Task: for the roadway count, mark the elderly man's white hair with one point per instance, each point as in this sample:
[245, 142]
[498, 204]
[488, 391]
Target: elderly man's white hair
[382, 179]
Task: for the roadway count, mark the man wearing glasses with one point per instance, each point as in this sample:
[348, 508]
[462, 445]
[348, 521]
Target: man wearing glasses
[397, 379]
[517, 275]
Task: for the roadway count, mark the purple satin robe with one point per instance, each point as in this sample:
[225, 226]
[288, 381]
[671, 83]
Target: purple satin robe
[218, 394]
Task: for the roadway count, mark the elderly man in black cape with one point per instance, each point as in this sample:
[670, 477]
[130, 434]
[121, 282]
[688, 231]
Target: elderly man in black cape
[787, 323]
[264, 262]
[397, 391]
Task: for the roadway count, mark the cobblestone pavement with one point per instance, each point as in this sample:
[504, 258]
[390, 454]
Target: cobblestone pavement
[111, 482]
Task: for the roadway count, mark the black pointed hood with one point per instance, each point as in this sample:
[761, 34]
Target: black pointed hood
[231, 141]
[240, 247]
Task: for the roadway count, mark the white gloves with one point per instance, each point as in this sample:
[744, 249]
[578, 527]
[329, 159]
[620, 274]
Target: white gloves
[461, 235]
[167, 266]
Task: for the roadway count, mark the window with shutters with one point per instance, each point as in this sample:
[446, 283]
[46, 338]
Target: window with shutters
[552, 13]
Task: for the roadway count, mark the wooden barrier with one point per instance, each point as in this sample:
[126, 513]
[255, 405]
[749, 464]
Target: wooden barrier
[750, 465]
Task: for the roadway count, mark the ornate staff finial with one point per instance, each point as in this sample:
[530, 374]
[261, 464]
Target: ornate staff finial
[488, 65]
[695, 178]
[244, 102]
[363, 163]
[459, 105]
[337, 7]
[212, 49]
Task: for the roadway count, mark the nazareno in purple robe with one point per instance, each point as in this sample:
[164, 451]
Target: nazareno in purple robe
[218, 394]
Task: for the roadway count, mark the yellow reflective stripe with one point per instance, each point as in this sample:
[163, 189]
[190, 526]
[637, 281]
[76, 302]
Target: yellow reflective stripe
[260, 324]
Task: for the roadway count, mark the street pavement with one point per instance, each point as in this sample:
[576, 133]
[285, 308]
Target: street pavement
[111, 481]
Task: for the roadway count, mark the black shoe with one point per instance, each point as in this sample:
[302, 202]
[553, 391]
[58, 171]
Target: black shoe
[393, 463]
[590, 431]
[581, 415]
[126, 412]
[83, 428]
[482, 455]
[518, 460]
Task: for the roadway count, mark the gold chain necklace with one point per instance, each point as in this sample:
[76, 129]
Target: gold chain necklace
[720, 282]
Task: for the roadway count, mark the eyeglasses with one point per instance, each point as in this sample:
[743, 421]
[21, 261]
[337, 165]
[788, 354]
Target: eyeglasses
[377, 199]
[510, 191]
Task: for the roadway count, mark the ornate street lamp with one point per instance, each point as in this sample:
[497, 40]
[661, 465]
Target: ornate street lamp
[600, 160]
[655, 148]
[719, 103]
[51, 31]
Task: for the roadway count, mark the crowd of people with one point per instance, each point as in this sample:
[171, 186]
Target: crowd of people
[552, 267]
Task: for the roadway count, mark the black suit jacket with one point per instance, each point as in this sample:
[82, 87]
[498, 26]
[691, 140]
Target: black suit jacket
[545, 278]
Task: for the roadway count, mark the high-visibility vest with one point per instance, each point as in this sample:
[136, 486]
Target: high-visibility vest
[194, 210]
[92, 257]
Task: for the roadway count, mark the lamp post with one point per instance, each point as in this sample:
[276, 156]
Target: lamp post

⁂

● **Task statement**: From the records above, please extract every line and repeat it exactly.

● **Expected answer**:
Task: for the roadway count, mark the elderly man's white hair with one point per instance, each point as in this sample:
[245, 142]
[498, 204]
[488, 391]
Target: elderly man's white hair
[382, 179]
Task: for the roadway count, mark the man wearing glasses with one point per instance, each point as in this sample:
[348, 508]
[462, 445]
[348, 521]
Target: man wearing glasses
[397, 379]
[517, 275]
Task: for the roadway count, mark the purple satin robe with one point per instance, each point as in this sample:
[225, 226]
[288, 381]
[671, 83]
Target: purple satin robe
[218, 394]
Task: for the roadway count, mark the elderly man in black cape with one point per instance, each point as in this sample:
[670, 477]
[130, 434]
[121, 282]
[688, 231]
Target: elderly man in black cape
[787, 323]
[264, 262]
[397, 391]
Task: for the roadway count, mark the cobblestone pavement with one point per instance, each point as in this sample:
[504, 258]
[390, 454]
Target: cobblestone pavement
[111, 482]
Task: for the roadway count, mark the black pointed hood with one point per instance, each point as in this sample:
[761, 34]
Target: black pointed hood
[231, 141]
[240, 247]
Task: for the roadway count, mark the white gloves with one point per instance, each point as in this sample:
[744, 249]
[578, 527]
[329, 159]
[620, 274]
Target: white gloves
[461, 235]
[167, 266]
Task: for the roadway count, mark the window with shutters with one point per instance, each point as in this sample:
[446, 283]
[46, 338]
Target: window with shutters
[552, 13]
Task: for the roadway count, mark the wooden barrier with one point per instance, each point as in this sample:
[126, 513]
[255, 405]
[749, 464]
Target: wooden barrier
[750, 465]
Task: for the roadway count, mark the ornate staff finial with one point per instance, each point as in this sample:
[530, 374]
[261, 464]
Target: ornate staff finial
[488, 65]
[695, 178]
[244, 102]
[363, 163]
[459, 105]
[337, 7]
[212, 49]
Task: for the roadway count, mark the nazareno in purple robe with one point per instance, each point as in this sample:
[164, 451]
Target: nazareno in purple robe
[218, 394]
Task: for the roadway count, mark the yellow reflective stripe with one point per instance, each point as in this sample:
[163, 189]
[190, 526]
[637, 281]
[76, 302]
Target: yellow reflective stripe
[260, 324]
Task: for the roadway count, mark the street pavement with one point per instance, each point as in this sample:
[576, 133]
[285, 308]
Target: street pavement
[111, 481]
Task: for the roadway count, mark the black shoe with one point per instance, each point as in this sample:
[302, 202]
[553, 391]
[58, 171]
Target: black shoe
[393, 463]
[590, 431]
[581, 415]
[126, 412]
[83, 428]
[482, 455]
[518, 460]
Task: for the roadway count, mark the gold chain necklace with one point per instance, each point as in this sample:
[76, 129]
Target: gold chain necklace
[720, 282]
Task: for the roadway count, mark the eyeglasses with one point per instance, each point as in this sample:
[743, 421]
[21, 261]
[337, 165]
[788, 354]
Target: eyeglasses
[377, 199]
[510, 191]
Task: for the roadway count, mark the ornate street lamp with one point per instance, each point as in this sample:
[497, 40]
[661, 465]
Target: ornate street lamp
[600, 160]
[655, 148]
[719, 103]
[51, 31]
Task: for the roadway count, mark the crowd of people with one point per instance, each point as in this sample:
[171, 186]
Target: crowd of people
[552, 267]
Task: for the roadway count, mark the black suit jacket with one point per instance, each point as in this sample:
[82, 87]
[498, 26]
[691, 140]
Target: black suit jacket
[545, 278]
Task: for the roadway count, mark the high-visibility vest with one point per instance, each point as in this sample:
[136, 486]
Target: high-visibility vest
[194, 210]
[92, 257]
Task: for the roadway count, mark the lamp post with one point per instance, each point as in this sample:
[276, 156]
Target: lamp post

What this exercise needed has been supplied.